Task goal
Nothing in the entries may change when they are transcribed.

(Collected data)
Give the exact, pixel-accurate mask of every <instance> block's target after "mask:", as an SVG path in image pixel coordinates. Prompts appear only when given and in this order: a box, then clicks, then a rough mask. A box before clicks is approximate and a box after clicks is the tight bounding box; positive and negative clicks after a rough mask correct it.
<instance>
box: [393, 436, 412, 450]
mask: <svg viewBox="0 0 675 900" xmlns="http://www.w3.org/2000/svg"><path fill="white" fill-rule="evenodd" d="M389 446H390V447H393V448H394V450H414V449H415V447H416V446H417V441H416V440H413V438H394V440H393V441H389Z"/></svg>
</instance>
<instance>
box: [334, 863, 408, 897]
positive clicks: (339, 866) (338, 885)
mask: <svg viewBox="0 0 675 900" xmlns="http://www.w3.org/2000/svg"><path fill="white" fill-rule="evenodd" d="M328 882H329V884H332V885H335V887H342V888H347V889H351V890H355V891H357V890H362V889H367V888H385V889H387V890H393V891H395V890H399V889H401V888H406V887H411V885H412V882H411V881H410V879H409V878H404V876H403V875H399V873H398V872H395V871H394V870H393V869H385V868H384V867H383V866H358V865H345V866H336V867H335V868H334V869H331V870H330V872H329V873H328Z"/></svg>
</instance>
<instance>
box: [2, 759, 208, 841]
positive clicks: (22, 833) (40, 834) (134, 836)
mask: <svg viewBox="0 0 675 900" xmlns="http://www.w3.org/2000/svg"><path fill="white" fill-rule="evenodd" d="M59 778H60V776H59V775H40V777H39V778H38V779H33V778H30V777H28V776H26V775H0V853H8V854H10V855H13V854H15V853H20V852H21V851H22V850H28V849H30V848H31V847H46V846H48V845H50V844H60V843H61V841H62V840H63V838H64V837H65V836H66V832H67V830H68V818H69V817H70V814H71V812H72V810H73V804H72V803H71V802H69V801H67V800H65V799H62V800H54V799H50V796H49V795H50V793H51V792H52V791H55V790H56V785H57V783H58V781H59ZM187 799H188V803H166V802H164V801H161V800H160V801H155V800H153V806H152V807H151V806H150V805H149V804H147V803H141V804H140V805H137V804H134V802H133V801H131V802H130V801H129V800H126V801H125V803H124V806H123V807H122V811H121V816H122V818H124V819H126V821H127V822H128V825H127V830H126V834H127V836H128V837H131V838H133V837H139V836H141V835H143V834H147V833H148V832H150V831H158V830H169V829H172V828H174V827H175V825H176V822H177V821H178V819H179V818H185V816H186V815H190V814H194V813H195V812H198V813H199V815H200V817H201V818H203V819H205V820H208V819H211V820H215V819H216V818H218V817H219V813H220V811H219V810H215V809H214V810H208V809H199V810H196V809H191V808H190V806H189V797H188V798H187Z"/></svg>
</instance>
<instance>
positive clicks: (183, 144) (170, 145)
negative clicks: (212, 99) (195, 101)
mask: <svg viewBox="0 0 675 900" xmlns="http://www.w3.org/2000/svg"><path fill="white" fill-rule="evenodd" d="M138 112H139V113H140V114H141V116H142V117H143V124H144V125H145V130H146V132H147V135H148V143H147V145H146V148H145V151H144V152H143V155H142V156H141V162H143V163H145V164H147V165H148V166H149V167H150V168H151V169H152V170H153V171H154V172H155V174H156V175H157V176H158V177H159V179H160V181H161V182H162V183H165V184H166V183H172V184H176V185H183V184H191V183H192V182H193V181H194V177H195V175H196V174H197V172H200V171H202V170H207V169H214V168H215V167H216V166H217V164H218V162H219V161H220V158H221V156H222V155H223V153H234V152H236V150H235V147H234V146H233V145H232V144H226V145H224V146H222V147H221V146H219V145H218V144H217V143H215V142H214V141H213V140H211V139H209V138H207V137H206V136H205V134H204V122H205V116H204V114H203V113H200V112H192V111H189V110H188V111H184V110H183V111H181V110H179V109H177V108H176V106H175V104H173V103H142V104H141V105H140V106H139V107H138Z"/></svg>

Answer to the exercise
Give the exact, pixel-accurate mask of every <instance> block's target after "mask:", as an SVG path in image pixel coordinates. Prompts appear only when given and in this order: a box, then clicks, then a rough mask. A box before clicks is approximate and a box after clicks is the tight bounding box; positive and negative clicks after a rough mask correct it.
<instance>
box: [393, 436, 412, 450]
mask: <svg viewBox="0 0 675 900" xmlns="http://www.w3.org/2000/svg"><path fill="white" fill-rule="evenodd" d="M389 446H390V447H393V448H394V450H414V449H415V447H416V446H417V441H416V440H413V438H394V440H393V441H389Z"/></svg>
</instance>
<instance>
box: [334, 863, 408, 897]
positive clicks: (339, 866) (338, 885)
mask: <svg viewBox="0 0 675 900" xmlns="http://www.w3.org/2000/svg"><path fill="white" fill-rule="evenodd" d="M328 882H329V884H332V885H335V887H342V888H347V889H351V890H355V891H357V890H362V889H367V888H385V889H387V890H393V891H395V890H399V889H401V888H406V887H411V885H412V882H411V881H410V879H409V878H404V876H403V875H399V873H398V872H395V871H394V870H393V869H385V868H384V867H383V866H358V865H345V866H336V867H335V868H334V869H331V870H330V872H329V873H328Z"/></svg>
</instance>
<instance>
box: [2, 759, 208, 841]
positive clicks: (22, 833) (40, 834) (134, 836)
mask: <svg viewBox="0 0 675 900" xmlns="http://www.w3.org/2000/svg"><path fill="white" fill-rule="evenodd" d="M59 778H60V776H59V775H40V777H39V778H38V779H33V778H30V777H28V776H26V775H0V853H8V854H10V855H13V854H15V853H20V852H21V851H22V850H28V849H30V848H31V847H46V846H48V845H50V844H60V843H61V841H62V840H63V838H64V837H65V836H66V832H67V830H68V818H69V817H70V814H71V812H72V810H73V804H72V803H71V802H69V801H67V800H65V799H62V800H54V799H50V796H49V795H50V793H51V792H52V791H55V790H56V785H57V783H58V781H59ZM187 799H188V803H166V802H164V801H161V800H160V801H155V800H153V806H152V807H151V806H150V805H149V804H147V803H141V804H140V805H137V804H134V802H133V801H131V802H130V801H129V800H126V801H125V803H124V806H123V807H122V811H121V816H122V818H124V819H126V821H127V822H128V825H127V830H126V834H127V836H128V837H131V838H133V837H139V836H141V835H143V834H147V833H148V832H150V831H158V830H169V829H172V828H174V827H175V825H176V822H177V821H178V819H179V818H185V816H186V815H190V814H194V813H195V812H198V813H199V815H200V817H201V818H203V819H205V820H208V819H211V820H215V819H216V818H218V817H219V813H220V811H219V810H215V809H214V810H208V809H199V810H196V809H191V808H190V806H189V797H188V798H187Z"/></svg>
</instance>
<instance>
positive clicks: (183, 144) (170, 145)
negative clicks: (212, 99) (195, 101)
mask: <svg viewBox="0 0 675 900" xmlns="http://www.w3.org/2000/svg"><path fill="white" fill-rule="evenodd" d="M138 112H139V113H140V114H141V116H142V117H143V124H144V125H145V130H146V132H147V135H148V143H147V145H146V148H145V151H144V152H143V155H142V156H141V162H143V163H145V164H147V165H148V166H149V167H150V168H151V169H152V170H153V171H154V172H155V174H156V175H157V176H158V177H159V179H160V181H161V182H162V183H165V184H166V183H172V184H176V185H183V184H191V183H192V182H193V181H194V177H195V175H196V174H197V172H200V171H202V170H207V169H214V168H215V167H216V166H217V164H218V162H219V161H220V158H221V156H222V155H223V153H234V152H236V150H235V147H234V146H233V145H232V144H226V145H224V146H222V147H221V146H219V145H218V144H217V143H215V142H214V141H213V140H211V139H209V138H207V137H206V136H205V134H204V122H205V116H204V114H203V113H200V112H192V111H189V110H188V111H184V110H183V111H181V110H179V109H177V108H176V106H175V104H173V103H142V104H141V105H140V106H139V107H138Z"/></svg>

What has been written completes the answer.